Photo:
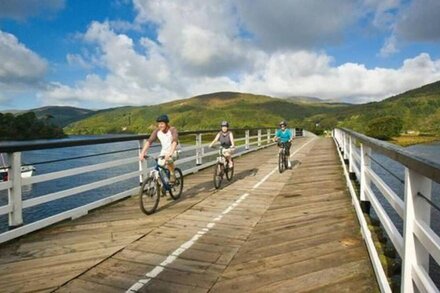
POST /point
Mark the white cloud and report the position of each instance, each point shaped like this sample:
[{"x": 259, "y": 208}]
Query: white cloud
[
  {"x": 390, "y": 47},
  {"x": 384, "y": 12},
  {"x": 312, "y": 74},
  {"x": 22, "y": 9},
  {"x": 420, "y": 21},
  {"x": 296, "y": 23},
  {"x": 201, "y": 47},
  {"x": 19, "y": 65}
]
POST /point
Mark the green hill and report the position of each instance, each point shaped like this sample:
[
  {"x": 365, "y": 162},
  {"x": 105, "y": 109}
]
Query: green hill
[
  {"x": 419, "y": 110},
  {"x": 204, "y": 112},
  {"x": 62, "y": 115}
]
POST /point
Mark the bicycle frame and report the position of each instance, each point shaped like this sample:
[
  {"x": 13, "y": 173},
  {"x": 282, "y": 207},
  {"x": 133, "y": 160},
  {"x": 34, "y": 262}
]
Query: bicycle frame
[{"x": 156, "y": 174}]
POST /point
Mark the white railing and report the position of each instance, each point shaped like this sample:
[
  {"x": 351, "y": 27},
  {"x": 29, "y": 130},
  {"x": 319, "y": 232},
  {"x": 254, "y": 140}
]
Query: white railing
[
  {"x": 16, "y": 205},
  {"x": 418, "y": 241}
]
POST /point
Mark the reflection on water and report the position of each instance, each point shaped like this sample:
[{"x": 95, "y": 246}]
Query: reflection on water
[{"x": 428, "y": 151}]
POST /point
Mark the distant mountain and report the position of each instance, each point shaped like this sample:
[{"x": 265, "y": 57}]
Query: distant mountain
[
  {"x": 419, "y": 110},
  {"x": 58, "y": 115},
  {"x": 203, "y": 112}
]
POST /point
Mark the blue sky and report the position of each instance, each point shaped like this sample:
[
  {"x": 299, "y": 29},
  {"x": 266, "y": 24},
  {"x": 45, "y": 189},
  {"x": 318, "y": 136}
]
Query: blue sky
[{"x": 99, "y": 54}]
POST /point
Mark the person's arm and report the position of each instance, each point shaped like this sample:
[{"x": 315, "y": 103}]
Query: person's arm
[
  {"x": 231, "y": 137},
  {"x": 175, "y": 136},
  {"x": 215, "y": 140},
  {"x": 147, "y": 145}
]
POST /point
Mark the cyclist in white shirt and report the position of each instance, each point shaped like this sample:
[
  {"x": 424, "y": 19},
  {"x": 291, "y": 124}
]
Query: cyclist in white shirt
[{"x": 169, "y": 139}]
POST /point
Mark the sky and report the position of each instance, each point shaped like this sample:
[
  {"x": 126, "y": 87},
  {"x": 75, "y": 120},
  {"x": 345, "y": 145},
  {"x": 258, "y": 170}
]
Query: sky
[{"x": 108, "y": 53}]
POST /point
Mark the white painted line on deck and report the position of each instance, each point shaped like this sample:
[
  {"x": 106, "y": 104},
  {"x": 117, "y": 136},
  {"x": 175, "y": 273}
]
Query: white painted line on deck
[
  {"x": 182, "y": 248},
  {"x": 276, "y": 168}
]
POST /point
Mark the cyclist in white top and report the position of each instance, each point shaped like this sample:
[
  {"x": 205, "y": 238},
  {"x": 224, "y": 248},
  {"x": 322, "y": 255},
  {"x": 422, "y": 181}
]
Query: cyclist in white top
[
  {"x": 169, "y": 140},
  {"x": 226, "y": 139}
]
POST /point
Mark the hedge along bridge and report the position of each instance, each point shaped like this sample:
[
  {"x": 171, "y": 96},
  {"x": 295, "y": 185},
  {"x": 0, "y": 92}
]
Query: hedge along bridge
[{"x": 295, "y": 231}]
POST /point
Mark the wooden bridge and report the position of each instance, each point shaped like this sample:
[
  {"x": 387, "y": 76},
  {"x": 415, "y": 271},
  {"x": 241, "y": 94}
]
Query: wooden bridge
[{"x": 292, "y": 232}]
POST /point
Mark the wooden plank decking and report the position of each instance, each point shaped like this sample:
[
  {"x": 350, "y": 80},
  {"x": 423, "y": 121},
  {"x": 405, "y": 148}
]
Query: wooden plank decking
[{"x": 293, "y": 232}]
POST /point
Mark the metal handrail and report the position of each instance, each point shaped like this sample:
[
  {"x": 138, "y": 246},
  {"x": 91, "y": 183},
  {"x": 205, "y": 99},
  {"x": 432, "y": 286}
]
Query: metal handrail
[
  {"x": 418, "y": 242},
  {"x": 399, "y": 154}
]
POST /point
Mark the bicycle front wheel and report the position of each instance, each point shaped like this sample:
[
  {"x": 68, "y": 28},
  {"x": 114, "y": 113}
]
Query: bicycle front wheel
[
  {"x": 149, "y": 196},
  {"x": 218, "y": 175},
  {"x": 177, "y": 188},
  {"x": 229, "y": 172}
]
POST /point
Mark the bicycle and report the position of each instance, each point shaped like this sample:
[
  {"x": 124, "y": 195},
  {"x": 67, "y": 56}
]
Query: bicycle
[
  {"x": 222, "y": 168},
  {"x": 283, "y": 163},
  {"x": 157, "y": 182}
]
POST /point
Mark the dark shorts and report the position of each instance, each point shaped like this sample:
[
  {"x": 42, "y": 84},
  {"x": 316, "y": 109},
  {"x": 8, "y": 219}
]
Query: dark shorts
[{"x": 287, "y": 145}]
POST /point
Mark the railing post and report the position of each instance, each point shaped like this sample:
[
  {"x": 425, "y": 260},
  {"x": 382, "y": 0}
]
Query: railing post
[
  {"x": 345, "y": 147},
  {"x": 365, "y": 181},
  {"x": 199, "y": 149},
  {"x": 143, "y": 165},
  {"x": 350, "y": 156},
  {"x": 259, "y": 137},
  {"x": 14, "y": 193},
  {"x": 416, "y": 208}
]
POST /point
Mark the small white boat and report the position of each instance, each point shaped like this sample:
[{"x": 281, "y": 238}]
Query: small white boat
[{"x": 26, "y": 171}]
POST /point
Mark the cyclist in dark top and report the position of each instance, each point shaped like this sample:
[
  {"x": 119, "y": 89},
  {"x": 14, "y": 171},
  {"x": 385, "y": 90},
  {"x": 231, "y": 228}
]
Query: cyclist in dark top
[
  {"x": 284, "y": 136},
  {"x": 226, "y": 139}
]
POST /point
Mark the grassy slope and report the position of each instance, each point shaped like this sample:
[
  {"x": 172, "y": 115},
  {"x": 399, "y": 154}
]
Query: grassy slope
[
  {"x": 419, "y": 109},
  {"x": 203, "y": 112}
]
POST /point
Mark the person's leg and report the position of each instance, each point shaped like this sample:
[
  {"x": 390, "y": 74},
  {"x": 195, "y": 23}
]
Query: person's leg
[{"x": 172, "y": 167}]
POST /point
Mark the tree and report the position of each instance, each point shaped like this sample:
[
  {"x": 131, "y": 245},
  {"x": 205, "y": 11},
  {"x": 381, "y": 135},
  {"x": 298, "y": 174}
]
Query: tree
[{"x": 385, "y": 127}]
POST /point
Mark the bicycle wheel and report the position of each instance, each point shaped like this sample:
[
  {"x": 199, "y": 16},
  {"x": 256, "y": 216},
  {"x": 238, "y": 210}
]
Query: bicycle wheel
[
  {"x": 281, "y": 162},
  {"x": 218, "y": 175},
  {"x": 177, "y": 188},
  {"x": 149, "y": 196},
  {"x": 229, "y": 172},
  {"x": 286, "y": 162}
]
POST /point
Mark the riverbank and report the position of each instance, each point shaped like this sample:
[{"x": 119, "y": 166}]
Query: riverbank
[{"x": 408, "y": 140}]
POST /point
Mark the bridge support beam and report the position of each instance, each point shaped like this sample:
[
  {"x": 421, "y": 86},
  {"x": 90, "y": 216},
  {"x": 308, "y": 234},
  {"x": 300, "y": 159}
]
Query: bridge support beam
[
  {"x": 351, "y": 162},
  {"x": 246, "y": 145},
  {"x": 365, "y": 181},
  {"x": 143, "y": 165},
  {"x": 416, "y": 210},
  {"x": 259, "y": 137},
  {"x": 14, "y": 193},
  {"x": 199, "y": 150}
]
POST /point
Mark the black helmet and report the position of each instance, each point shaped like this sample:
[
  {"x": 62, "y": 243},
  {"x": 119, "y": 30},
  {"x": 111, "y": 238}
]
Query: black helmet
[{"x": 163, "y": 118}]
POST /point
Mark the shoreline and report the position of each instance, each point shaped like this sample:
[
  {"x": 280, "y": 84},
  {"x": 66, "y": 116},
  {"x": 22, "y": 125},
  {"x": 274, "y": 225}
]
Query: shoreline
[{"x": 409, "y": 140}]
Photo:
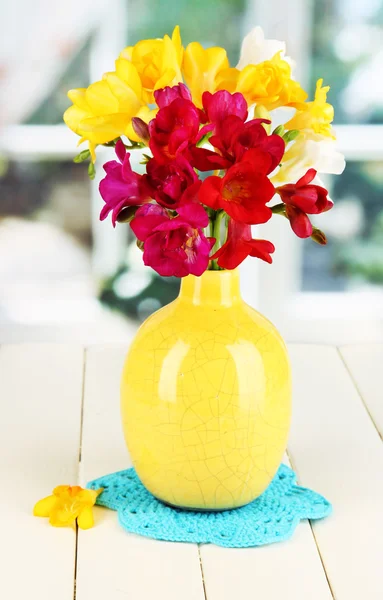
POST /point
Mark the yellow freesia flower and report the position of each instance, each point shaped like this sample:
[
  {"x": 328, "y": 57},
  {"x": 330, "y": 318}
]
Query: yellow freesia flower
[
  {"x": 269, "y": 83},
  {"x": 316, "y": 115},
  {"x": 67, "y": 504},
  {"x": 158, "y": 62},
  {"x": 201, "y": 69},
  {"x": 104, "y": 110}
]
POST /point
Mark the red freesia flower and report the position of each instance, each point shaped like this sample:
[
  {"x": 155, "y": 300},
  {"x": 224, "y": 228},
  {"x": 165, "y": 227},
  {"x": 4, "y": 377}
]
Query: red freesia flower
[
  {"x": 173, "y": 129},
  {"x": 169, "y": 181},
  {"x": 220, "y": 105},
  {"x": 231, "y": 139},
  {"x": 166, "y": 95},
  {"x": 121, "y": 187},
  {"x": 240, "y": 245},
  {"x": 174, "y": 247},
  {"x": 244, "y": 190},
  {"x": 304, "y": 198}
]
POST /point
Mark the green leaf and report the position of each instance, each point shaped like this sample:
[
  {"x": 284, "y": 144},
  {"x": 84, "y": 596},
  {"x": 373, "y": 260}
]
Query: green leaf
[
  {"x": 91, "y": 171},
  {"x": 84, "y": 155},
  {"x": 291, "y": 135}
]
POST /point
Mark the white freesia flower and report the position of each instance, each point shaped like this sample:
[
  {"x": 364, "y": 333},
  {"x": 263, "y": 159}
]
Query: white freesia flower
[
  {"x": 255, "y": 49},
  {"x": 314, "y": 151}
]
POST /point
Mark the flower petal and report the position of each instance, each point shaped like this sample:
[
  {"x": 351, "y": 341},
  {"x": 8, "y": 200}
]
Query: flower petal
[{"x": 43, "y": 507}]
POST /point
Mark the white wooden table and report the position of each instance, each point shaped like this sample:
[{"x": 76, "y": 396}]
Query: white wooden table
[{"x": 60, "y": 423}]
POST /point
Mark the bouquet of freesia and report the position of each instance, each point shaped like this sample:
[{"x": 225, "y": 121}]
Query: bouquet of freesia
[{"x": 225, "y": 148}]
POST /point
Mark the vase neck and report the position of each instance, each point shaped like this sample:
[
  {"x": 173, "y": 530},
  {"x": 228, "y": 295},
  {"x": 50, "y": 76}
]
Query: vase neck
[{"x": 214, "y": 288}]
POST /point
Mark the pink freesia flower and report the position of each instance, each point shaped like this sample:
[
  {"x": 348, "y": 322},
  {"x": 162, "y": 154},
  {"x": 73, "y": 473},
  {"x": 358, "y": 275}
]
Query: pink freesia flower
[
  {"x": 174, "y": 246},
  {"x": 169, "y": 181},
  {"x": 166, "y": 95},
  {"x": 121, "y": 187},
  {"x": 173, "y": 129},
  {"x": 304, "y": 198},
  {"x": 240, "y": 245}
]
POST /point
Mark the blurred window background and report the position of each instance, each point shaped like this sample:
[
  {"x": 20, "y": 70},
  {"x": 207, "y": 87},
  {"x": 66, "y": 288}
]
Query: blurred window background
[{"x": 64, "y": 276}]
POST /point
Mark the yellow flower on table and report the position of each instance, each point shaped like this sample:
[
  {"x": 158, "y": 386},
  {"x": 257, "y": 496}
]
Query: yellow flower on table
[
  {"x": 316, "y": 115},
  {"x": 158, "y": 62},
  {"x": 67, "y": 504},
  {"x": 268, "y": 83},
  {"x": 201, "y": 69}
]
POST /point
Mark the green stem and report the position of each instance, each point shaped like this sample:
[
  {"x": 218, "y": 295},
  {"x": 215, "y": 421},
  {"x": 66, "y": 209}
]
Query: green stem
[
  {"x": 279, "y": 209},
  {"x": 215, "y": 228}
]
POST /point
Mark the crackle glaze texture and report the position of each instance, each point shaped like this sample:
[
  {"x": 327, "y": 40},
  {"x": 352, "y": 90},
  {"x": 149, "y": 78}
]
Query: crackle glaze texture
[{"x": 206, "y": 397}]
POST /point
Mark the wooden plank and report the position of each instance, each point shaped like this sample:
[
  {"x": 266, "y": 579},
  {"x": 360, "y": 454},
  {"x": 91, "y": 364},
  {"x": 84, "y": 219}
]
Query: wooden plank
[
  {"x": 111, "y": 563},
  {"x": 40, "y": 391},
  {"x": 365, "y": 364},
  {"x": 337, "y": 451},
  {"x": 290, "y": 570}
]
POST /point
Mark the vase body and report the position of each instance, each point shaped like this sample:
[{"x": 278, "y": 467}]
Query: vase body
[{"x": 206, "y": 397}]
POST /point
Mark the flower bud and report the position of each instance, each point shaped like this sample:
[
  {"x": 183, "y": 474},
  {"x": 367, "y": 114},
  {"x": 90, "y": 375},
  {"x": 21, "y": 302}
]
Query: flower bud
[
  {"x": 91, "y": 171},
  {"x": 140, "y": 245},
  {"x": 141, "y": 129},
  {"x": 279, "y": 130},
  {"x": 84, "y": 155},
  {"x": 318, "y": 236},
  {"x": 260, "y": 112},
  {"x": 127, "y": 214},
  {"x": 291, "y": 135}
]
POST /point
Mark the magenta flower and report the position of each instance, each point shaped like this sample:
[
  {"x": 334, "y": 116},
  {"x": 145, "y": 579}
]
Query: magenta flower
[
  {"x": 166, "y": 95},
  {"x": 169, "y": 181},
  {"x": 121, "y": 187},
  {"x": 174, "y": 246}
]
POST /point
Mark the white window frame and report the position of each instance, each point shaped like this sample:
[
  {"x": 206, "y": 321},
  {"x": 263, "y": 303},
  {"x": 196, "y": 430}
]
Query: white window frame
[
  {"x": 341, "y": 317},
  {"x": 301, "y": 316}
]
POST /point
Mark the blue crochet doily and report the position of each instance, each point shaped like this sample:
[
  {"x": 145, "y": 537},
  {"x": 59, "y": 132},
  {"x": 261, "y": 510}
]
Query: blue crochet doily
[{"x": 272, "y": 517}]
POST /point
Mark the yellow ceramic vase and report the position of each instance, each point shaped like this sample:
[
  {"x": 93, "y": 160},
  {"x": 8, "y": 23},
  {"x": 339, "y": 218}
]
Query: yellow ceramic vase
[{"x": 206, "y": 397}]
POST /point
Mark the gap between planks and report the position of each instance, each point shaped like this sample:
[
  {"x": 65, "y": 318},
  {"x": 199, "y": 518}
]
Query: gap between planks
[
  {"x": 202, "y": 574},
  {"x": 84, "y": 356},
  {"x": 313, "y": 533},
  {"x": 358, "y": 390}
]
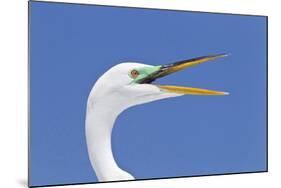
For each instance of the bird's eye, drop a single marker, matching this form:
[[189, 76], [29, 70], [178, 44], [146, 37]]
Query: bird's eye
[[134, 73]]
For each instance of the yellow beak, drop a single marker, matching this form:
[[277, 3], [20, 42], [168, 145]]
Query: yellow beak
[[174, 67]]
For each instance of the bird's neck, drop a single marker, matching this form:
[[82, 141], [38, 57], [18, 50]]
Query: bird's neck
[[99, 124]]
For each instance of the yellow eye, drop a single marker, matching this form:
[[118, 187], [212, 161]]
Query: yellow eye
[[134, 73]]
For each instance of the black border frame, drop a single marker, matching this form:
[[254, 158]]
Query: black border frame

▸ What to produce: A single number is the expected answer: how many lines of the records above contain the word "matching".

▸ Solution: 5